(Data records)
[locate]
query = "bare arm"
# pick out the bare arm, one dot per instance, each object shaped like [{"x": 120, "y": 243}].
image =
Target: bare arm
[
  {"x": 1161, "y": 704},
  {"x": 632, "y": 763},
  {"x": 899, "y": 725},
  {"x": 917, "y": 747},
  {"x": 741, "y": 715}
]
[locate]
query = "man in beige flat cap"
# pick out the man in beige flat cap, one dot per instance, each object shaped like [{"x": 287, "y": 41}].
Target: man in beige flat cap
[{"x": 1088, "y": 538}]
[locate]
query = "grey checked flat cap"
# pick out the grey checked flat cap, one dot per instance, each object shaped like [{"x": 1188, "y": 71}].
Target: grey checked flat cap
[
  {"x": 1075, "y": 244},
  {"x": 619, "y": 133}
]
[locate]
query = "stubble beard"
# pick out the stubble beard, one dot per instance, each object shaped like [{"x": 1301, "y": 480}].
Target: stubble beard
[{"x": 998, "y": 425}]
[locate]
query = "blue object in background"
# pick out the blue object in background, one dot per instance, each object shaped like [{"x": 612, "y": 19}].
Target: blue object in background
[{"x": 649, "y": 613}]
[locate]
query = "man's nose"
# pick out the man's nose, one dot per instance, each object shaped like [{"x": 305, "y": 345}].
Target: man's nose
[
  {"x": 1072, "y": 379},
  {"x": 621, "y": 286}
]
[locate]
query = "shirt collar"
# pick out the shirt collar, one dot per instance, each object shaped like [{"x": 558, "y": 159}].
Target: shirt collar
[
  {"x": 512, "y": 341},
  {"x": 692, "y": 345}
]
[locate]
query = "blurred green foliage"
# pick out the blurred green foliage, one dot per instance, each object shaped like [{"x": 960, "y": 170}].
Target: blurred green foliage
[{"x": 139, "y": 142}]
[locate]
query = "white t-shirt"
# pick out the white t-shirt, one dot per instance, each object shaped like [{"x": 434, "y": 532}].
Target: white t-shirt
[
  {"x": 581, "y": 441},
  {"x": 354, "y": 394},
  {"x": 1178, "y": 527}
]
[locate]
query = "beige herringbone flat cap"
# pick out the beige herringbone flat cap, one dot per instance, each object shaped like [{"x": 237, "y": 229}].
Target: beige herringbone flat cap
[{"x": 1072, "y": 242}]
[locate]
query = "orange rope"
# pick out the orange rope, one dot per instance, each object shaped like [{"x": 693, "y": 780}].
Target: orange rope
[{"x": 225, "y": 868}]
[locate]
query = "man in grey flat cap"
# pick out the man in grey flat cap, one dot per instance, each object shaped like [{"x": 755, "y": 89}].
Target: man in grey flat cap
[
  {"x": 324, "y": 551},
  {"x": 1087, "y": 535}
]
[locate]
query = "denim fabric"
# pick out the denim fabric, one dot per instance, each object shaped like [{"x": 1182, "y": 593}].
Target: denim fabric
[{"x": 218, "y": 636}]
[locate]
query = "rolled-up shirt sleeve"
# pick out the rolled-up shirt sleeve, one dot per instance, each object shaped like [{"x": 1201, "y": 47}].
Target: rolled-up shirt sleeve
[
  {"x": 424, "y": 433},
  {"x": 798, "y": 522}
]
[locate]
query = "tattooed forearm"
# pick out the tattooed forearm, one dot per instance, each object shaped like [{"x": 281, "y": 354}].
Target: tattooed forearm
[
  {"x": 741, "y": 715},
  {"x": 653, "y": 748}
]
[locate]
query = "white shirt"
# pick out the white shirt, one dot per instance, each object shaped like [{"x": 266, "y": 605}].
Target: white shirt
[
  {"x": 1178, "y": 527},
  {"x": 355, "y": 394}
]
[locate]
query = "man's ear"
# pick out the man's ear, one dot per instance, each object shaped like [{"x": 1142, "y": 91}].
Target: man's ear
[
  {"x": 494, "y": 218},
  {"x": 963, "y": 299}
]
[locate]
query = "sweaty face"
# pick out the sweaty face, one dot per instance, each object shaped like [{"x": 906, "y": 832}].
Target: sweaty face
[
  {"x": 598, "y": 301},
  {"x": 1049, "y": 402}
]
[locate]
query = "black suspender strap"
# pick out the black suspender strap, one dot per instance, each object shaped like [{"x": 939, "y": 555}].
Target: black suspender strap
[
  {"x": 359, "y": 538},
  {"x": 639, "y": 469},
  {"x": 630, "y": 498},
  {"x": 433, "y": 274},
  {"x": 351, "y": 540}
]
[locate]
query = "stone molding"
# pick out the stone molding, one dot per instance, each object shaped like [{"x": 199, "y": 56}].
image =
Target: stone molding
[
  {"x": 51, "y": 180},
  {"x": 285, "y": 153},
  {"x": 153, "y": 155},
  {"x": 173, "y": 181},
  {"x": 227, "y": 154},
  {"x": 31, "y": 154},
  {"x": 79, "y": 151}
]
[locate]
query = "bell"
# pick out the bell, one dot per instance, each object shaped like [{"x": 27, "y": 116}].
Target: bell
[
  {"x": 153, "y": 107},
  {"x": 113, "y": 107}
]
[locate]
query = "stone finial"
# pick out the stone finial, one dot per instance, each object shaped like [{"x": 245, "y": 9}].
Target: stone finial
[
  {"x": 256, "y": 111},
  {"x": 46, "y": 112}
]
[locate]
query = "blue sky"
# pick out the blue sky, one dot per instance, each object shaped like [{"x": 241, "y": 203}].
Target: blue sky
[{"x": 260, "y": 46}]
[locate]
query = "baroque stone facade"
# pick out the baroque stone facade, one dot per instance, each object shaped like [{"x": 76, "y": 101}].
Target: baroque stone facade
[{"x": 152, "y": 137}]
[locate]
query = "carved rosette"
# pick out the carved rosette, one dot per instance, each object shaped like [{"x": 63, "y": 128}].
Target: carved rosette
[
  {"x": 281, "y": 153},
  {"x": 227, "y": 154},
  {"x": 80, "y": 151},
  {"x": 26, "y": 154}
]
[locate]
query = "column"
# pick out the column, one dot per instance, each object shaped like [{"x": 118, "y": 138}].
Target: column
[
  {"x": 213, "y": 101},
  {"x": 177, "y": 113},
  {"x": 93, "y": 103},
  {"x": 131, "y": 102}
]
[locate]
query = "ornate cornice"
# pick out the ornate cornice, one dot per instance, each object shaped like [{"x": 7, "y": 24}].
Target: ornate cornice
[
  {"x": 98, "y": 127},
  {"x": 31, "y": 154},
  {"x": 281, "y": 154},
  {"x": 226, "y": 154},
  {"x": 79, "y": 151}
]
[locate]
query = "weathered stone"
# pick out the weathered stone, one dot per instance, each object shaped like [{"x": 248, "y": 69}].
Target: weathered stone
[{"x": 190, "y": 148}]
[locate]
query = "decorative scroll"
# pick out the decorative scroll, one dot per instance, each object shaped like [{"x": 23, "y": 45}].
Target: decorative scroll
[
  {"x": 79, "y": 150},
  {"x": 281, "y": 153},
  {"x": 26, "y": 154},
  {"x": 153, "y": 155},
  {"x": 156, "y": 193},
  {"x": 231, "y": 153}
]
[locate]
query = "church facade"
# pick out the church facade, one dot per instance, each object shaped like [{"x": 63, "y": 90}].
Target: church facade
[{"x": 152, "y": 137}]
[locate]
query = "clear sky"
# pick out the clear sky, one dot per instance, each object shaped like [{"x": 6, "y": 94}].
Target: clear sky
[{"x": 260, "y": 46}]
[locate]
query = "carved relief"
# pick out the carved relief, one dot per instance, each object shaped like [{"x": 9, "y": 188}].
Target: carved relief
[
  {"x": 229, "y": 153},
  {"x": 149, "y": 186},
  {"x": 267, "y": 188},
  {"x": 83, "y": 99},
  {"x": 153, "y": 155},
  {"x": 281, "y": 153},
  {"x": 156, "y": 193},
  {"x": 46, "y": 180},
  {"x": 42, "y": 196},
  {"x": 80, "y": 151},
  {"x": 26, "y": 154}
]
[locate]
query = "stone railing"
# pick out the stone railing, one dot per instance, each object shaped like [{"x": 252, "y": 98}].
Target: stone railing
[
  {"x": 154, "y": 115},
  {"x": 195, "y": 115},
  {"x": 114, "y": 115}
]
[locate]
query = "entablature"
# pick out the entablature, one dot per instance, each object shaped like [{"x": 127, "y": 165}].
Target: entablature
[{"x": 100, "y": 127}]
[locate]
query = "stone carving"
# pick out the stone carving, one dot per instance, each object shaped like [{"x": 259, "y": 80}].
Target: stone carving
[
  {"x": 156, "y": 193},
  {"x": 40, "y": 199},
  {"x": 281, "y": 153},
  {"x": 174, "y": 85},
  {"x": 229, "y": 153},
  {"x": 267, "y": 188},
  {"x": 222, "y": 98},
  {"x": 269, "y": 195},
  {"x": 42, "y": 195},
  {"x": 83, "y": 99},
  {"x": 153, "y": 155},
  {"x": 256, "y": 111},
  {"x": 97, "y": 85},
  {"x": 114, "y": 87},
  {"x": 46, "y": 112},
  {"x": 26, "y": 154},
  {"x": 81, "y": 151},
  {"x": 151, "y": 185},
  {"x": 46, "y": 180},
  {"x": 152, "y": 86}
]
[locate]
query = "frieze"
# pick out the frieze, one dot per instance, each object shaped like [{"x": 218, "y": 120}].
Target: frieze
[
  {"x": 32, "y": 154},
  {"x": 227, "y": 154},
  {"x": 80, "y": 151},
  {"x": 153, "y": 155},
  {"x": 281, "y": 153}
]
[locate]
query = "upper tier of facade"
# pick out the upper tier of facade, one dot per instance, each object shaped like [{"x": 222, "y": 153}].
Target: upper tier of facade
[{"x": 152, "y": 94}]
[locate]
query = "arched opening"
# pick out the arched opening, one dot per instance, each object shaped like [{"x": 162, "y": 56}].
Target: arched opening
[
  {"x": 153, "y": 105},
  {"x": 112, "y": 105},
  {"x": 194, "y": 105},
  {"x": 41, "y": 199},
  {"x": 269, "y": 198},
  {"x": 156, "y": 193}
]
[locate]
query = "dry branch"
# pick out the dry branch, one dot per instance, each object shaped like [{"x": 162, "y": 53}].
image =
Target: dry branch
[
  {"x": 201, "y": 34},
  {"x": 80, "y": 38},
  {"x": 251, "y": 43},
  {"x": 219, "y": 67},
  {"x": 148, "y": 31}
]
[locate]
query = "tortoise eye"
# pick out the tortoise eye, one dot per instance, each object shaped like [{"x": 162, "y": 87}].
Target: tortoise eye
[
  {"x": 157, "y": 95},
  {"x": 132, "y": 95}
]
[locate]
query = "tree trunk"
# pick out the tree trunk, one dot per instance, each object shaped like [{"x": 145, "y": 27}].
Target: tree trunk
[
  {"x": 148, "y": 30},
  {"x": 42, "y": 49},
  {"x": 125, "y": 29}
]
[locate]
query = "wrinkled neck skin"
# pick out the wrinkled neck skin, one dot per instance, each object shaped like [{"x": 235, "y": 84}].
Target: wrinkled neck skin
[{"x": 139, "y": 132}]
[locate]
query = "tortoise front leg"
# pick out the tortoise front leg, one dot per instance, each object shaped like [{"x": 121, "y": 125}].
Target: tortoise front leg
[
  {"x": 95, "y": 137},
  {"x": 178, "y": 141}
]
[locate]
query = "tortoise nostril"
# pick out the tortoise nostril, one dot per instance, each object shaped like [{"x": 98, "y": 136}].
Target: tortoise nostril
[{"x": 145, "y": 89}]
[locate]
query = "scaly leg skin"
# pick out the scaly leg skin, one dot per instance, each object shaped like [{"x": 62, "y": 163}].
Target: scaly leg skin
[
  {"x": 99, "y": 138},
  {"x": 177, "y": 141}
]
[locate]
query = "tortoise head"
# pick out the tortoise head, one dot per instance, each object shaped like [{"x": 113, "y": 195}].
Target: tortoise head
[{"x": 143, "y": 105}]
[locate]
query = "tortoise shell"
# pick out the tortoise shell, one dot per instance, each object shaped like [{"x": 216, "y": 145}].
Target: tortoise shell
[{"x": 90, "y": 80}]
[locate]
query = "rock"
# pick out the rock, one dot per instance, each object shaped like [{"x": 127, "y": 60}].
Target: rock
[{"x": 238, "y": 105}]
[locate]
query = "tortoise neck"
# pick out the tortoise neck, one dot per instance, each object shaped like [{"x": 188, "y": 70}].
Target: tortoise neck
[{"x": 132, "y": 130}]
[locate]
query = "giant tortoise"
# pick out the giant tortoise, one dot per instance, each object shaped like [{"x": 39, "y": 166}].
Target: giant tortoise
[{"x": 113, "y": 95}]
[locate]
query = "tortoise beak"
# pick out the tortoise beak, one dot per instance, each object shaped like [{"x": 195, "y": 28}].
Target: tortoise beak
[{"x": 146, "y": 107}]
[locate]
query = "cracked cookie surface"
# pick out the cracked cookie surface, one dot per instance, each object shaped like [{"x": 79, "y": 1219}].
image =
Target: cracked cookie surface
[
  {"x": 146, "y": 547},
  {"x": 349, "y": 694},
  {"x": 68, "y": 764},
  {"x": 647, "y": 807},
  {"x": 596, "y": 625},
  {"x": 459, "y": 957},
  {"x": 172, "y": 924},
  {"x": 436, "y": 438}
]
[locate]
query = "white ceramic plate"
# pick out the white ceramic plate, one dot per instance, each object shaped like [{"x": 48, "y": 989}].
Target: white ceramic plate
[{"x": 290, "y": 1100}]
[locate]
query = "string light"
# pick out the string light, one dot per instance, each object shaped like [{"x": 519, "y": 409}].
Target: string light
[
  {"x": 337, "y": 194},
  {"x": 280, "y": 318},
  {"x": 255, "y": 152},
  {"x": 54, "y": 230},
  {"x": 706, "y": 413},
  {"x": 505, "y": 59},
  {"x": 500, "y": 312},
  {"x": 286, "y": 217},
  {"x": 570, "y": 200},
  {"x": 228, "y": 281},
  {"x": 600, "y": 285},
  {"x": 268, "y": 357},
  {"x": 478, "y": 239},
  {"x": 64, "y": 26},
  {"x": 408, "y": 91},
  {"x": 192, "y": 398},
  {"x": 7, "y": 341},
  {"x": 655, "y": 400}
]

* PROBLEM DESCRIPTION
How many lines in the rows above contain the string "sleeve"? Case counts. Reply with the number alone.

* OUTPUT BELOW
3